(Entries from a dataset)
☆ ☆ ☆

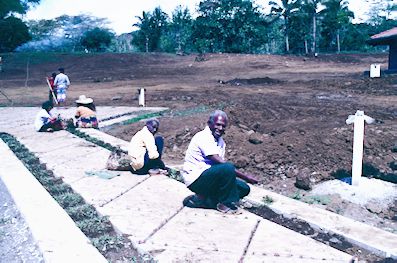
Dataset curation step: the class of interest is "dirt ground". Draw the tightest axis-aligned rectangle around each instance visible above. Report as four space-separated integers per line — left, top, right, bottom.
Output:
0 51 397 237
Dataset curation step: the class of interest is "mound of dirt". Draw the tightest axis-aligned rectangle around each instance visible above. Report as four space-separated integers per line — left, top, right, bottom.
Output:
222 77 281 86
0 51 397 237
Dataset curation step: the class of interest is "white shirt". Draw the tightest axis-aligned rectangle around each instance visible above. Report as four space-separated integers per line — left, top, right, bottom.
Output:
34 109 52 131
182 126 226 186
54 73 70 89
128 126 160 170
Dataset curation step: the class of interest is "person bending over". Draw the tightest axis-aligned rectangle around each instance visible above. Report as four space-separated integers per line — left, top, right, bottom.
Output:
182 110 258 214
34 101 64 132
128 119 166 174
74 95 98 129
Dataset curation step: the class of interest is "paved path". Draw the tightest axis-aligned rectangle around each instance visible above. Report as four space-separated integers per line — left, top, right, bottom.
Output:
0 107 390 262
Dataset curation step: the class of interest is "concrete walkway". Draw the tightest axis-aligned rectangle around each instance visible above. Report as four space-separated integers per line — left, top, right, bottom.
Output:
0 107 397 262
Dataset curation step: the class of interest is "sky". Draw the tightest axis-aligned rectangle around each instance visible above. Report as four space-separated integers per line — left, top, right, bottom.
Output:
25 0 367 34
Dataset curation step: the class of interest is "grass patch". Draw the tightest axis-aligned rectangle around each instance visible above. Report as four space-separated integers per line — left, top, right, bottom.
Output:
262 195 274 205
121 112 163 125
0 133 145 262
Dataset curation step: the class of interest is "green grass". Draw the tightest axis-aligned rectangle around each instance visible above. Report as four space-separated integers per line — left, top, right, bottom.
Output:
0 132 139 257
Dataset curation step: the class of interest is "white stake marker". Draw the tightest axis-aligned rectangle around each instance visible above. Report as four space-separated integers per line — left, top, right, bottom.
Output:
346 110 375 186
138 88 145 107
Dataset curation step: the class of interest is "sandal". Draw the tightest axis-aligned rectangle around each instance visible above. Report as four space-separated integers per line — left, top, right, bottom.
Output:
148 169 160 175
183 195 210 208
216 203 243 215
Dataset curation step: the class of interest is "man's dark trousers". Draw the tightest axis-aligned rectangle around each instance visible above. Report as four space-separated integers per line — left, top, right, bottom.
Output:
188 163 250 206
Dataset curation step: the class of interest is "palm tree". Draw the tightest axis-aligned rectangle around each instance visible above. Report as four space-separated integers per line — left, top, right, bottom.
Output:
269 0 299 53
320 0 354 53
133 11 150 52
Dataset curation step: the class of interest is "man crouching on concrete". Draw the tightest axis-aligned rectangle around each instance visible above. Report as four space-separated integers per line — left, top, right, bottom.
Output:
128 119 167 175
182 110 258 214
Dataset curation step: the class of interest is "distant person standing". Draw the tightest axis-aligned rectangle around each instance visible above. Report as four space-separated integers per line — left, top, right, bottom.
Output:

☆ ☆ ☆

= Instruction =
Write out each line again precisely as it appears, skipping every picture.

= Answer in full =
Dataset curation step: the class of interest is "dirt ground". Draw the tightest axis-aligned rectangle around each instance visible above. Report as four space-separated integers per line — left, top, right, bottom.
Output:
0 51 397 237
Dataset curation step: the class of interest is "mound of dirt". Draw the tightest axis-aligned rectangle around each instance visible above. Report as four space-separated integers per line — left, top, right, bottom.
Output:
222 77 281 86
0 51 397 237
Dataset curation step: the class of interest is "white shirt". Draw the tightest axis-aligned rectangle around each instance visible above. Report as four space-separated integers per line — left, top, right, bottom.
Output:
34 109 52 131
182 126 226 186
54 73 70 89
128 126 160 170
Dataset curation step: the class of interest is "person bending over". Draw the tightest axis-aligned rectangle around each instance visible above. Report as four space-separated integers per line — left, top, right, bottom.
Output:
182 110 258 214
34 101 64 132
128 119 166 174
74 95 98 129
Dataset curation step: the class of interest is "paved path". Draw the tightest axis-aligned rectangle around each instance visible above. Report as four space-separated integers per line — left, top, right, bottom.
Output:
0 107 390 262
Dataset curation step: the class of interest is "concrete walkway". Draw the tightest axis-aligned rectangle around each instance visible above. Report as four space-separated integers per line — left, top, right, bottom.
Output:
0 107 397 262
Dataset curation step: the class of interest is "sky". Draw the tightest axis-aligned rectangle around each instance visible above. Report as four space-separated integers per line — left, top, right, bottom.
Output:
25 0 367 34
Dataset curation step: the class of interest is "grass patch". Draw the tightest axis-aligned rectangle around each instance visible above. Report as four space-separated integers per line — left, top, right, bottom.
Output:
262 195 274 205
121 112 163 125
0 133 145 262
Dataset curation step: the class of interest is "green grass". Draw the tightest axis-aligned rectangle around each instance visible above. Report as four space-separated integers per line — left, top, right, bottom.
Output:
0 132 139 257
Dataset curation step: the class of interest is "white stake marker". Draw the tightest axis-aligned rectangle around each instance visible above. Report as four space-separated integers per line — left, top, right, bottom.
Output:
346 110 375 186
138 88 145 107
Dataset curation step: the class of interest is "sandal". Draw the tightest axis-aligned rectangle around each instance visible above. Report as four space-separated integers per line — left, top, right, bottom.
Output:
148 169 160 175
183 195 210 208
216 203 243 215
Dataset curation step: the class of interest is "man's dark trousers". Draw the tightest axis-aligned rectangle around each instance visible above. Report as four space-separated integers per line — left, top, right, bottom.
Output:
188 163 250 206
Dataset curation step: the class of interest is "palm tree". Draw the tightest axis-aligned rectangle around each instance visible above. Report as four space-separated integers per line — left, top, right, bottom.
Output:
269 0 299 53
320 0 354 53
133 11 150 52
Dataset curation step: the class of interest is "man crouching on concrete". Draw the tightest axis-aligned rectangle around each instance visible above. Report as four space-separated integers per line — left, top, right, bottom.
Output:
128 119 167 175
182 110 258 214
Dataset curation step: the class of interest is "distant person standing". Draw the tightest axis-aligned rectangle around each instance visible above. Report as four space-separated integers per line — left, top, right, bottom.
Output:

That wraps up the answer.